→ What the exercise asks
Make an exact copy of each entry, leaving out every picture.

━━ Information shown ━━

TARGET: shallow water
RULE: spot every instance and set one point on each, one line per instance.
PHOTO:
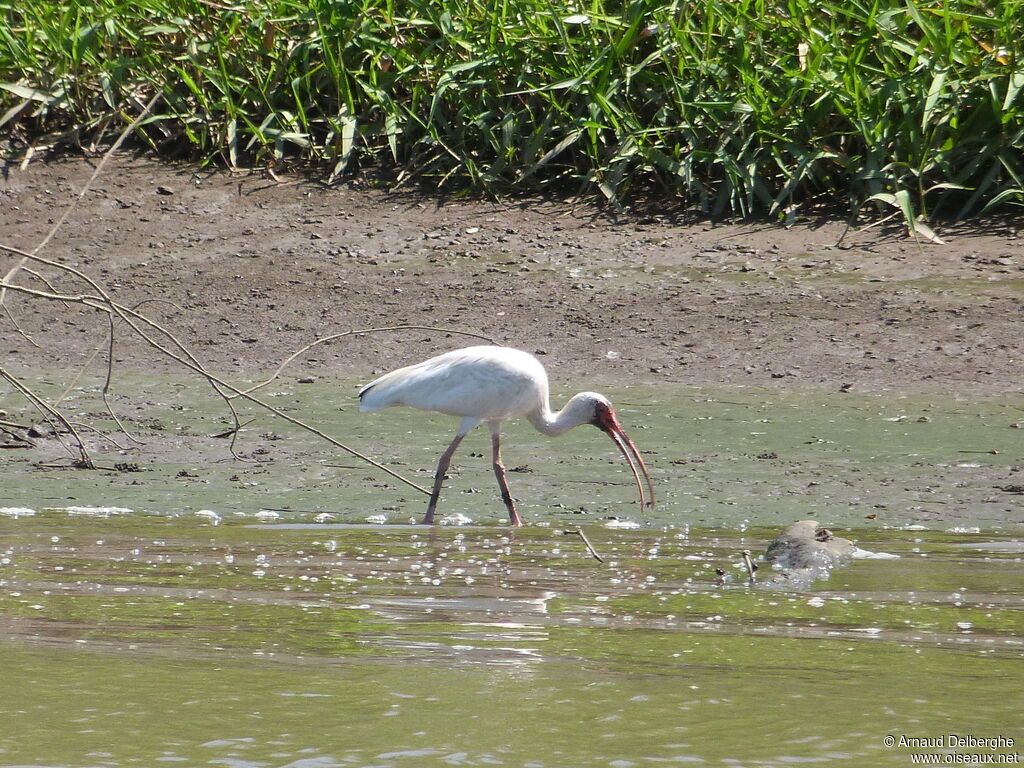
(137, 632)
(727, 458)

━━━

→ Problem solution
TARGET: shallow water
RULE: spot every instance and set one point on each, one line per instance.
PHOTO:
(137, 632)
(727, 458)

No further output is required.